Material to process.
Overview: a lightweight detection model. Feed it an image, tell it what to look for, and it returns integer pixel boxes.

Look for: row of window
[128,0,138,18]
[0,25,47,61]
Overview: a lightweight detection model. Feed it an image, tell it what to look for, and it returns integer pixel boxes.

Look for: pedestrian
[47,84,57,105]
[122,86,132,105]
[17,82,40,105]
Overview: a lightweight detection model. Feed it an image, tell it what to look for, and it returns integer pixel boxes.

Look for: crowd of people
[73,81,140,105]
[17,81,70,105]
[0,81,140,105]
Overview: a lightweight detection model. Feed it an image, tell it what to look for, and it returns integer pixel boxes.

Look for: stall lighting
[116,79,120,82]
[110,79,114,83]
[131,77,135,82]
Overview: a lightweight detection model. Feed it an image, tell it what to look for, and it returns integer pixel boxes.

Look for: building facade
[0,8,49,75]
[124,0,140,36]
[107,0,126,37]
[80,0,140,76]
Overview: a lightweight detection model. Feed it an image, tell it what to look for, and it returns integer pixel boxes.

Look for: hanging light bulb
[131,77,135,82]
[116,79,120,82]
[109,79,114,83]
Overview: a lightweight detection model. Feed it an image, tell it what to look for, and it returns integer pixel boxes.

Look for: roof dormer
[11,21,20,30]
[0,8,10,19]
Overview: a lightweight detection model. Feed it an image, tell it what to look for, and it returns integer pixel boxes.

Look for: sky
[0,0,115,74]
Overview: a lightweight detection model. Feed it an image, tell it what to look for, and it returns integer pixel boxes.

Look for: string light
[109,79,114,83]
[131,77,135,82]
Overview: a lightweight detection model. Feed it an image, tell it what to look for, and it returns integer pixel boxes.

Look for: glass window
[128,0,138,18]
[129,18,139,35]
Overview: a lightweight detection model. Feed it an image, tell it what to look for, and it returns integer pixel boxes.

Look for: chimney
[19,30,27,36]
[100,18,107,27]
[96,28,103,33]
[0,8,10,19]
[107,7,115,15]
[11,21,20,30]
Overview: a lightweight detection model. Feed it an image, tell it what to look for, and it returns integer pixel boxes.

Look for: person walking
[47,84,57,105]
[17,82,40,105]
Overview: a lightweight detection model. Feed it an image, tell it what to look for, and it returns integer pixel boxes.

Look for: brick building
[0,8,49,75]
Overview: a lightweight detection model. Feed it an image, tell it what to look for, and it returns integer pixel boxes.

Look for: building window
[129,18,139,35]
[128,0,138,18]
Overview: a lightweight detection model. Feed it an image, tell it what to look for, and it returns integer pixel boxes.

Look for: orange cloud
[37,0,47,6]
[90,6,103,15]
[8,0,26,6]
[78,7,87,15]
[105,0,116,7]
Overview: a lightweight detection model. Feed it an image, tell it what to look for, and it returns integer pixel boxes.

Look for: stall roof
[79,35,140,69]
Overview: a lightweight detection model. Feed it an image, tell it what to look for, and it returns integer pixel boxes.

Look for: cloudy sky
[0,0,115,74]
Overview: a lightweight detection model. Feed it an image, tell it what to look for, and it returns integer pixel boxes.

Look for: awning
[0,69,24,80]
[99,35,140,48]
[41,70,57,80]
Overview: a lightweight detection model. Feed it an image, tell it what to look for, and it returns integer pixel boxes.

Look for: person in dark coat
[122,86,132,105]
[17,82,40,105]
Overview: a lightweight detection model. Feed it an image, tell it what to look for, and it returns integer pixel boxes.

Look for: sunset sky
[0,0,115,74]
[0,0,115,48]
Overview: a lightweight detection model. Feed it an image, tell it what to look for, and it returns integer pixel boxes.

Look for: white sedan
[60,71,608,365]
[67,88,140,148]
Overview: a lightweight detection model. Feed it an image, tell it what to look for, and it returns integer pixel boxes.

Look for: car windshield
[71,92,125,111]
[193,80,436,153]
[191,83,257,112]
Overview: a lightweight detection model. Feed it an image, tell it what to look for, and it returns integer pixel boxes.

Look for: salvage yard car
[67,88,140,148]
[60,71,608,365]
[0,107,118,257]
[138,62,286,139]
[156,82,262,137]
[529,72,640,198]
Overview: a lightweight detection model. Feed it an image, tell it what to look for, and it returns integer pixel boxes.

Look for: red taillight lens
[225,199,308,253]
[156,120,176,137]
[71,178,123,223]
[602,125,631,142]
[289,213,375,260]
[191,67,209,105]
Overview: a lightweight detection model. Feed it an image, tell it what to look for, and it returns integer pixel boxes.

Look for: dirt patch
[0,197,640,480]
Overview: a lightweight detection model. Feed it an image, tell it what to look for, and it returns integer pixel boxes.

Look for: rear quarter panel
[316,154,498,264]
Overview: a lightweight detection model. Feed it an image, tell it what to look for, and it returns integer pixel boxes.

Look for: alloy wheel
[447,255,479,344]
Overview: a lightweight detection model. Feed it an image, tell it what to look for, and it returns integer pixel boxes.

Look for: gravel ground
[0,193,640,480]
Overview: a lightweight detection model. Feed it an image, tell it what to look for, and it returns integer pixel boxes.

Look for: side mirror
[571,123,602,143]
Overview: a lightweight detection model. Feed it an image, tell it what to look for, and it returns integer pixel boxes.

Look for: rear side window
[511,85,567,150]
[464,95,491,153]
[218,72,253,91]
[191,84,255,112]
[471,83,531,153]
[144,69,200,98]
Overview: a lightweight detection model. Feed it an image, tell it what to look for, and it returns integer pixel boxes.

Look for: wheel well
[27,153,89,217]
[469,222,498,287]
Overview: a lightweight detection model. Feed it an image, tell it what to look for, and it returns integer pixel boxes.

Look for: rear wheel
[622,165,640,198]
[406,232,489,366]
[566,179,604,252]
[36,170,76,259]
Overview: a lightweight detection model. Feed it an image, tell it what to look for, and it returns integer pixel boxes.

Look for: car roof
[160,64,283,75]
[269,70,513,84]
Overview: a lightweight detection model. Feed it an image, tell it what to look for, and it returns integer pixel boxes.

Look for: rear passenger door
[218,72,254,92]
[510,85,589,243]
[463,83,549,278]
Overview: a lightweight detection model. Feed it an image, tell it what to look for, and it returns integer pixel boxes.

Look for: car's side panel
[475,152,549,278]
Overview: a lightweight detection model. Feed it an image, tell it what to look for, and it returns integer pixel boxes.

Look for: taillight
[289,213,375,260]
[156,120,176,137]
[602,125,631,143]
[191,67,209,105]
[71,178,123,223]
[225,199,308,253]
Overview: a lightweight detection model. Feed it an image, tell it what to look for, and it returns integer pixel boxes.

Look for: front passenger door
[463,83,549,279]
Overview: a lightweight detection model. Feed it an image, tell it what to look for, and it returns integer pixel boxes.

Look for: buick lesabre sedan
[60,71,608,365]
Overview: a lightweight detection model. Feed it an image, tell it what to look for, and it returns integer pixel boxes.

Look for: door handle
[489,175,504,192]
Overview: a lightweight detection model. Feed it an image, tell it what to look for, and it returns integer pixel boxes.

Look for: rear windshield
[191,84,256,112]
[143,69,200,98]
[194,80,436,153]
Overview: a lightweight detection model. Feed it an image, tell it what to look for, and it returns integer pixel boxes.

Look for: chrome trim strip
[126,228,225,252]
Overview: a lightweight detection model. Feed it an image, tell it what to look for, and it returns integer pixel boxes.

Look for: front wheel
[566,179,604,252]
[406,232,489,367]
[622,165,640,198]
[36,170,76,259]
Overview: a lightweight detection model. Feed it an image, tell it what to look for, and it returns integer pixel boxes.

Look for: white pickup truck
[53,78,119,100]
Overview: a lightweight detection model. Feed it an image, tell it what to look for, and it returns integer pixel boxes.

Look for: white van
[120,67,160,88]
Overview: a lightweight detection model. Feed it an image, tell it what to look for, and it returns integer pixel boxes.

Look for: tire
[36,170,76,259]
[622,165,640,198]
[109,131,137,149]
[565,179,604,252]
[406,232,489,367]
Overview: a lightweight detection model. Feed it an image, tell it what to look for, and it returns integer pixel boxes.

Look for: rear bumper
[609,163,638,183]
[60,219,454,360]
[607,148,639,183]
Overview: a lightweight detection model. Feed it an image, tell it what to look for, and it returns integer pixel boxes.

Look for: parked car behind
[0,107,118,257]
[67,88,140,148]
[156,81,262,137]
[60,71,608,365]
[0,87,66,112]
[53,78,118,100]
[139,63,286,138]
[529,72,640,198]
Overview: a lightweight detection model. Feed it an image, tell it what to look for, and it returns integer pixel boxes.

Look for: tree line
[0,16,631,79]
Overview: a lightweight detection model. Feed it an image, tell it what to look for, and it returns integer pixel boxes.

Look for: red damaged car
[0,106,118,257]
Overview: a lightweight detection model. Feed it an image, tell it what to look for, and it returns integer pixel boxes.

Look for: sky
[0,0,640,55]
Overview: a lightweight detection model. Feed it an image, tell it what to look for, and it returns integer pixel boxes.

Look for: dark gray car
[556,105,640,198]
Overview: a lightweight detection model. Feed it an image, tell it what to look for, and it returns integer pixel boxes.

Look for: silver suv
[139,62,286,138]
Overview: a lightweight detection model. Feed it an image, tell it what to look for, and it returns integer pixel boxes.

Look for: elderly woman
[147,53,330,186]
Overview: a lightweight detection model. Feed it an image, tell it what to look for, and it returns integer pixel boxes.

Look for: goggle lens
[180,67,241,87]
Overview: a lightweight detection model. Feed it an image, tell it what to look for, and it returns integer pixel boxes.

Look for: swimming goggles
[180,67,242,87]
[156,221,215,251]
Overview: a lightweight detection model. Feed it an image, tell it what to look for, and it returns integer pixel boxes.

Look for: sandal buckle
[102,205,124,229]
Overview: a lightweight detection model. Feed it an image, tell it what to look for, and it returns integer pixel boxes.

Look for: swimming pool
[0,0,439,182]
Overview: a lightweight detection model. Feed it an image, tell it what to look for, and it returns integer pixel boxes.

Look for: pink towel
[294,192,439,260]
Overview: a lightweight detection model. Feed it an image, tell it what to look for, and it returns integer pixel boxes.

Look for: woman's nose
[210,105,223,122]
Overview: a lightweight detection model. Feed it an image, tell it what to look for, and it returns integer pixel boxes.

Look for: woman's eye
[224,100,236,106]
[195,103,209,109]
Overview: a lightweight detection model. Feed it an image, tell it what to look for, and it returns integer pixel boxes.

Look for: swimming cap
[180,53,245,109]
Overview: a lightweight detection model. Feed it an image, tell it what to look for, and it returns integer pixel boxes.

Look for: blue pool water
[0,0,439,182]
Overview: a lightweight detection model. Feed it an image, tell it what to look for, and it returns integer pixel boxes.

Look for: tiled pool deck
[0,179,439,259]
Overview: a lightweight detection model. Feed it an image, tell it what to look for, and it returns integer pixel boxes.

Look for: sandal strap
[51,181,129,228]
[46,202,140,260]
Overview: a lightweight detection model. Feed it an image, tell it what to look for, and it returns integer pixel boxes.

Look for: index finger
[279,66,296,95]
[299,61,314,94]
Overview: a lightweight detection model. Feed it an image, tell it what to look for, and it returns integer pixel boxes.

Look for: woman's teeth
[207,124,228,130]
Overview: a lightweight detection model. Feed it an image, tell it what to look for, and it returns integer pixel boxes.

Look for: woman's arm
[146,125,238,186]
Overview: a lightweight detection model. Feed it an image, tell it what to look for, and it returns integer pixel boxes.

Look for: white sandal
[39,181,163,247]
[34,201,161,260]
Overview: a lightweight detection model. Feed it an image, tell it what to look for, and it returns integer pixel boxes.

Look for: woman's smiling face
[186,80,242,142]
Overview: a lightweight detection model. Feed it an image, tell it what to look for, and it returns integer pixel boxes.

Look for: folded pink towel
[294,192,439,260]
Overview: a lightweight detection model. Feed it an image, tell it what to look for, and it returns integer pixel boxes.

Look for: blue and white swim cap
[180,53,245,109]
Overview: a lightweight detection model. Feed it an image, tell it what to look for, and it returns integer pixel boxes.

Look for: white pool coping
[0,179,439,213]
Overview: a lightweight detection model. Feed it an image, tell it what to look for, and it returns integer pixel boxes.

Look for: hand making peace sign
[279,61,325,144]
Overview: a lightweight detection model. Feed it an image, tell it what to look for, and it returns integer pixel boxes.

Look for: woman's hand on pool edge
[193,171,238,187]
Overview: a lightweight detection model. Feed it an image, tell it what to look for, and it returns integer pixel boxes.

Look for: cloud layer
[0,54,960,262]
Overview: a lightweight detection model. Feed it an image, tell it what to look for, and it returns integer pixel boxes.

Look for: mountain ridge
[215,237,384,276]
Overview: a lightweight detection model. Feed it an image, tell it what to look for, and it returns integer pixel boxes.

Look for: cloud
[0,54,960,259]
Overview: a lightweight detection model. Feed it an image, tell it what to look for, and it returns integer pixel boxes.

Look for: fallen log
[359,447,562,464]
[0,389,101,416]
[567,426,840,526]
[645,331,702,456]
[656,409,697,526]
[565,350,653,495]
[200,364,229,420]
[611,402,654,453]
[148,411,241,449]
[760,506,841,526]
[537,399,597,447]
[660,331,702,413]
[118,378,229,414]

Exercise requirements. Please count the lines in the records that contain the word "dark" and reply with that number alone.

Expected answer. 2